Excerpt provided:
On one side of the diagonal I see a natural scene. It's a heavily constructed natural scene, but nonetheless it is nature. It has a beautiful series of lakes or waterways that move up to a set of Rockies or whatever. Trees as far as one can see along with more of a prairie landscape.

But, right next to the railroad on the immediate foreground are two Native Americans on horses. They are part of the natural world, which again is a stereotype. Sitting on their horses with their spears pointed, or lances, sort of looking somewhat forlorn. In fact, the plumes of smoke from the railway go in their direction, pretty much sort of cover them. So there is a certain element of disrespect going on, that they are being left in the traces of the railway, left behind.

So that is the past. On the other side of the diagonal is a very different scene. This is civilization. This is a cluster of log cabins in the foreground. One in the foremost—closest to us, is a log cabin with a sign emblazoned on it, "Public School." What is more typical, stands in for civilization for these pioneers, is the public school. The engine of progress. The engine of civilization. Whatever community wanted to set up to proclaim that they were connected, you know, to their past and to their future.

Material to process:
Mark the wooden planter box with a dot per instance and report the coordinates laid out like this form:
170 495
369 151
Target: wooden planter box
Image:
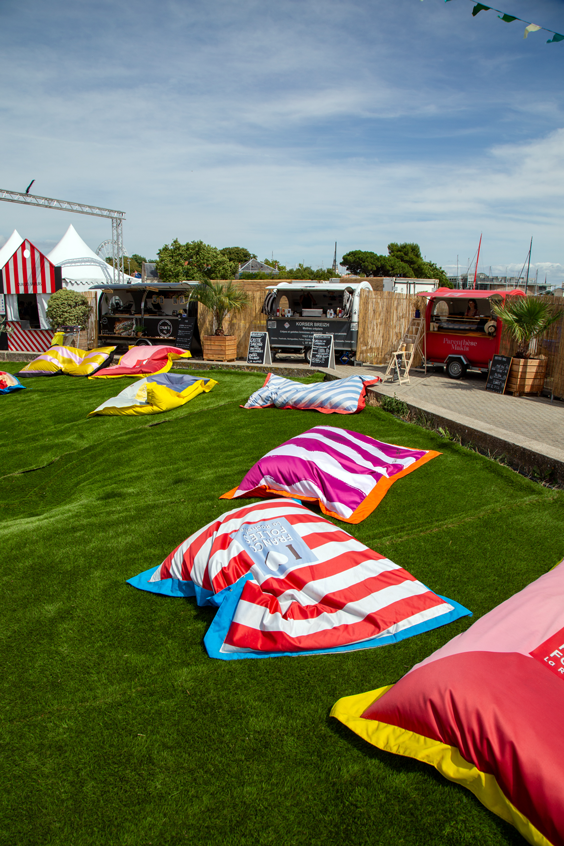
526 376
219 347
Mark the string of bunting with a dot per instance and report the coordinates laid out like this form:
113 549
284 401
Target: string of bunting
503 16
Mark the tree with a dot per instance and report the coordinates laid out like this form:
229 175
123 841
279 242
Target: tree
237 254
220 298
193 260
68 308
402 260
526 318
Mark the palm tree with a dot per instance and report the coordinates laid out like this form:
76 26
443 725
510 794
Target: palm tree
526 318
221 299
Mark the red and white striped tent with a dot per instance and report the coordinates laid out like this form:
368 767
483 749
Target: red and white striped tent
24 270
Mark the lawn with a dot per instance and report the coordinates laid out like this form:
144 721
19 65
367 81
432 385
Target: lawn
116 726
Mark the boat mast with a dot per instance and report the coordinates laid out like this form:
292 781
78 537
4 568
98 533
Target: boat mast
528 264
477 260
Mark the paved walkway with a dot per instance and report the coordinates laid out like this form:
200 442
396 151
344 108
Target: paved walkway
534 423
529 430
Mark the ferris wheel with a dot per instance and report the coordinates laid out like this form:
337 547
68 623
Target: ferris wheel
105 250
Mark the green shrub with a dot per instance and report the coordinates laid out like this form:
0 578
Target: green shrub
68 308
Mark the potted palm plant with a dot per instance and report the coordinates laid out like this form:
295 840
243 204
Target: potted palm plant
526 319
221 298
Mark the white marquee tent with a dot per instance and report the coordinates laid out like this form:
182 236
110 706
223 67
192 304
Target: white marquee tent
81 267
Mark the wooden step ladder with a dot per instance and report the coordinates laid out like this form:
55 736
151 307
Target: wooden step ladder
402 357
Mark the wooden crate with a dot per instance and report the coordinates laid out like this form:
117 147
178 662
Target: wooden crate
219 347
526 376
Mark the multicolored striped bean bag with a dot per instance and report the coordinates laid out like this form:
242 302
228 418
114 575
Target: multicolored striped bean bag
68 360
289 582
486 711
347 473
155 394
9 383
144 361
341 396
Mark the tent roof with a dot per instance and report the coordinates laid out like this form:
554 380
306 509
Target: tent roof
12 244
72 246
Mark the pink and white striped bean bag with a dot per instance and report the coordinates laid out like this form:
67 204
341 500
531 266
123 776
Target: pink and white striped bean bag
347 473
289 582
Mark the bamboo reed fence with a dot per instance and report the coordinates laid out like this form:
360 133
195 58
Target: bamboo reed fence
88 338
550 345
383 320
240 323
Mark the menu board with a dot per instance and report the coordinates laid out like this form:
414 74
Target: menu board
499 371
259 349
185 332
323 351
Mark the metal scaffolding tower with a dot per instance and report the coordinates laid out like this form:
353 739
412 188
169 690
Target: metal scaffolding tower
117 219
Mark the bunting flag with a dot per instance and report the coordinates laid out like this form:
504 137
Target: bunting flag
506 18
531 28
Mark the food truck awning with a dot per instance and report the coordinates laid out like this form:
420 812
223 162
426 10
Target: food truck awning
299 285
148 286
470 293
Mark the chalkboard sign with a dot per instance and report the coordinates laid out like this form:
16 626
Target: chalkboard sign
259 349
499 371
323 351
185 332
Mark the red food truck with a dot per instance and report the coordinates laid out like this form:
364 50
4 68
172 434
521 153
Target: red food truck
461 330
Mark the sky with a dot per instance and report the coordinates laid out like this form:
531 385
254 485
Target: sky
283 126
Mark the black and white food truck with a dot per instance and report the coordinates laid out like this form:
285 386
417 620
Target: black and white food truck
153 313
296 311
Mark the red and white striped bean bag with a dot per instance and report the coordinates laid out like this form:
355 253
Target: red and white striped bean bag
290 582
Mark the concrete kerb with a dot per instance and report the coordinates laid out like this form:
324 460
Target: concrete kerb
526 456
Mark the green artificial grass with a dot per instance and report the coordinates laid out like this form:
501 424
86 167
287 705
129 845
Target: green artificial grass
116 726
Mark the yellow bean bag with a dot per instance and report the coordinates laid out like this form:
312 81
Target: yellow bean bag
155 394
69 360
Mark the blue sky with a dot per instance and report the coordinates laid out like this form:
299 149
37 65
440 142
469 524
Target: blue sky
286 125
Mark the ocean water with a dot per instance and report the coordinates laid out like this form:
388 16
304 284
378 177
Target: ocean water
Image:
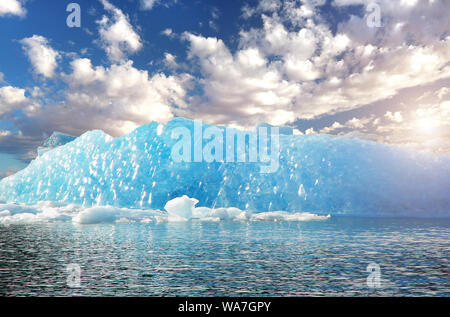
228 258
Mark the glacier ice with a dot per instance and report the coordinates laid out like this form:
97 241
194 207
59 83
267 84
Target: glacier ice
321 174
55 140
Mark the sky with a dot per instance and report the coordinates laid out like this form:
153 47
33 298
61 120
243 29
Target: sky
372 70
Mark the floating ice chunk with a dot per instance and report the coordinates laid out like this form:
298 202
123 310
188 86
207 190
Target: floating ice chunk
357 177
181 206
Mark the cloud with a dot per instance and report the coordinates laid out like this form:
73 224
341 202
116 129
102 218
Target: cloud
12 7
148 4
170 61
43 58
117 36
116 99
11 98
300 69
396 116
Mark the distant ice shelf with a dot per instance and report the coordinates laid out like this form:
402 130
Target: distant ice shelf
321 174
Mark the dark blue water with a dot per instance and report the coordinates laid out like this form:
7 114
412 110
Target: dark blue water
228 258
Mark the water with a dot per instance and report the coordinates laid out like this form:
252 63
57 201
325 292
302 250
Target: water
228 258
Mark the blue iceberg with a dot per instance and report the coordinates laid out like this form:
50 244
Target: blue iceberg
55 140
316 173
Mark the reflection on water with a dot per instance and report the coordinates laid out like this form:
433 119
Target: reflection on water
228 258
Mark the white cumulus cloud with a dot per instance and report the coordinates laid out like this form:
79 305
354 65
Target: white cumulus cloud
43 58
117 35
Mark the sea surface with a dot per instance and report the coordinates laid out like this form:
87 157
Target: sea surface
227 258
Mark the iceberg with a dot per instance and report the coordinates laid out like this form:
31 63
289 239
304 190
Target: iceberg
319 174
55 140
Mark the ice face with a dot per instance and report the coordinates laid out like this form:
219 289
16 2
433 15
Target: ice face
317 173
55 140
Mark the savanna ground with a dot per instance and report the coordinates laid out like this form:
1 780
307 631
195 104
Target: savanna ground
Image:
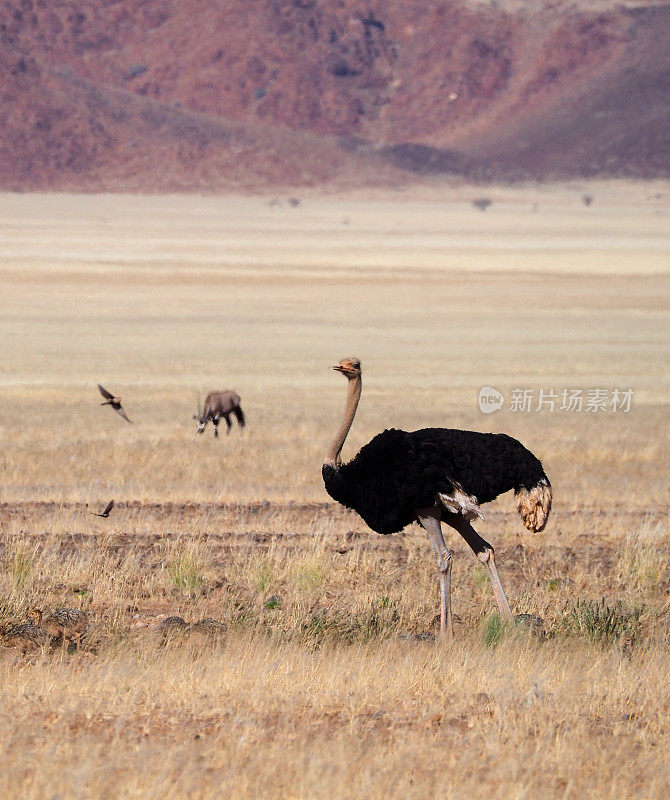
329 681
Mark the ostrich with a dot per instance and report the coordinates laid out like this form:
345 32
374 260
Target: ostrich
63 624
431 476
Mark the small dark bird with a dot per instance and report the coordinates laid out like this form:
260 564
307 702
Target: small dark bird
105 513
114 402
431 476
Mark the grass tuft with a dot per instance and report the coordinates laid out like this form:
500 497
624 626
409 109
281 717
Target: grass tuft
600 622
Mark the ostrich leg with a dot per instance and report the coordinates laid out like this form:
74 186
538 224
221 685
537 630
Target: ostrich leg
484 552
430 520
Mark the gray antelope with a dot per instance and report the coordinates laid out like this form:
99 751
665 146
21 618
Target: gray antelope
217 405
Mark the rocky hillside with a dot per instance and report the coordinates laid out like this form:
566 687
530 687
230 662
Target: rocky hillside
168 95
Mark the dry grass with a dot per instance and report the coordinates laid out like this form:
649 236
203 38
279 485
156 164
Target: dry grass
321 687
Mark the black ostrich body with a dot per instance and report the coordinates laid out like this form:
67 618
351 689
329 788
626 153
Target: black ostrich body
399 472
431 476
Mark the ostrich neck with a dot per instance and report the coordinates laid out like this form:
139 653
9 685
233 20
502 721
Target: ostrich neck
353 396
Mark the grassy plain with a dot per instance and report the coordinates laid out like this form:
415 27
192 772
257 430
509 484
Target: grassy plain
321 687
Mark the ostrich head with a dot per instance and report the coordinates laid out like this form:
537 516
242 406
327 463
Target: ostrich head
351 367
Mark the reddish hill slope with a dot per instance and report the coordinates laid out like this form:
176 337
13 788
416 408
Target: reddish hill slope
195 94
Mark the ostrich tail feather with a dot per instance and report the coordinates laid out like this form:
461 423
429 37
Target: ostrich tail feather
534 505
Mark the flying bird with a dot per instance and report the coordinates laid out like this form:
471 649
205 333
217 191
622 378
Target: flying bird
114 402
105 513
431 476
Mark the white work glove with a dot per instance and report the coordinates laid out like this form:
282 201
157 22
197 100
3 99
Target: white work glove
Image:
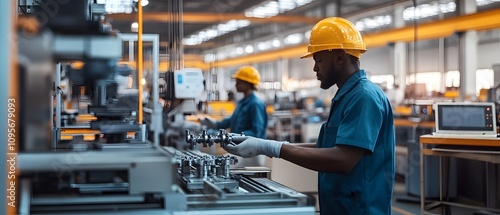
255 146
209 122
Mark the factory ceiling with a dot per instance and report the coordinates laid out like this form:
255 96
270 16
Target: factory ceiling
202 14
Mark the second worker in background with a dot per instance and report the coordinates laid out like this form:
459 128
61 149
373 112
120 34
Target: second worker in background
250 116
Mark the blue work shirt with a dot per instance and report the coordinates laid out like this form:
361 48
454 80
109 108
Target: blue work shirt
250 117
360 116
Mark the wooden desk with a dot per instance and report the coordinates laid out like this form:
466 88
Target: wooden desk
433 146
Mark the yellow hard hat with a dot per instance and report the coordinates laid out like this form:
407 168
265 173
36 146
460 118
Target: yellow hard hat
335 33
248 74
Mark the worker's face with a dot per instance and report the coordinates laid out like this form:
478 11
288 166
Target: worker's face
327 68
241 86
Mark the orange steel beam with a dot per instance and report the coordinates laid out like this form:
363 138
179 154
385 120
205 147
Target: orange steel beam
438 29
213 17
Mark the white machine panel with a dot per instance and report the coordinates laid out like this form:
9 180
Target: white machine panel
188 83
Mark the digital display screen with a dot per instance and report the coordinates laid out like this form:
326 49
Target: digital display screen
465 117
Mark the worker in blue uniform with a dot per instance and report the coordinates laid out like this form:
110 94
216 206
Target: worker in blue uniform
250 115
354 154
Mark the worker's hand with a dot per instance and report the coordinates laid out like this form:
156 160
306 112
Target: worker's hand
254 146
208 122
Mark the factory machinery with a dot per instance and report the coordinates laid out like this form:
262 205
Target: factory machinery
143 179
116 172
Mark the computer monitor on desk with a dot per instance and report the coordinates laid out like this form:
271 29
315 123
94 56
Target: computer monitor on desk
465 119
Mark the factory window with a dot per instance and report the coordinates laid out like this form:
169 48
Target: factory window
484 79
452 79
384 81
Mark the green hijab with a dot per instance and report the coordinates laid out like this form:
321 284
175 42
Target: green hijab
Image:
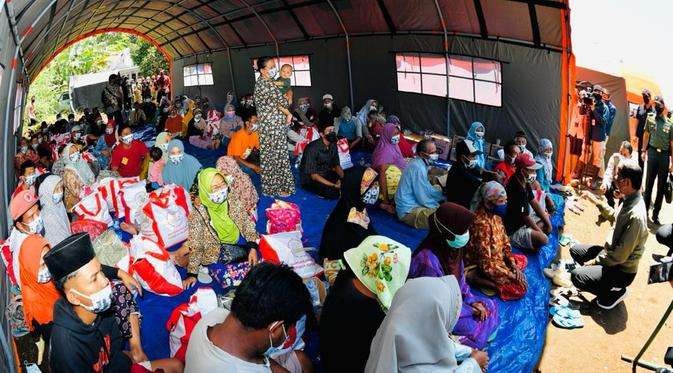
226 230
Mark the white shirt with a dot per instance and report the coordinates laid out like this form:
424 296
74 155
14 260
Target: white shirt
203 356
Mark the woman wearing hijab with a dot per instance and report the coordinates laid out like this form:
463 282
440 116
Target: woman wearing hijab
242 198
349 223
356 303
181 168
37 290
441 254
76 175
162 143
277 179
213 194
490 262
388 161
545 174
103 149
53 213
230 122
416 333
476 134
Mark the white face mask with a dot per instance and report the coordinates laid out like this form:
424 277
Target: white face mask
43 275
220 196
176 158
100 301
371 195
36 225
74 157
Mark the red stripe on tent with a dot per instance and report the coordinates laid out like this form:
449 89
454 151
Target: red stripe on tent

To-do list:
• a. Give the passage about the railway scene again from "So that is the" to "to their future.", substituting "settlement" for "civilization".
• b. Collect each line of the records that contains the word "tree".

Solutions by task:
• a.
So that is the past. On the other side of the diagonal is a very different scene. This is settlement. This is a cluster of log cabins in the foreground. One in the foremost—closest to us, is a log cabin with a sign emblazoned on it, "Public School." What is more typical, stands in for settlement for these pioneers, is the public school. The engine of progress. The engine of settlement. Whatever community wanted to set up to proclaim that they were connected, you know, to their past and to their future.

• b.
Mark the tree with a dot per instance and report the coordinates laid out like this form:
Target: tree
Mark the palm tree with a dot per instance and report the coordinates laid out like this form:
Target: palm tree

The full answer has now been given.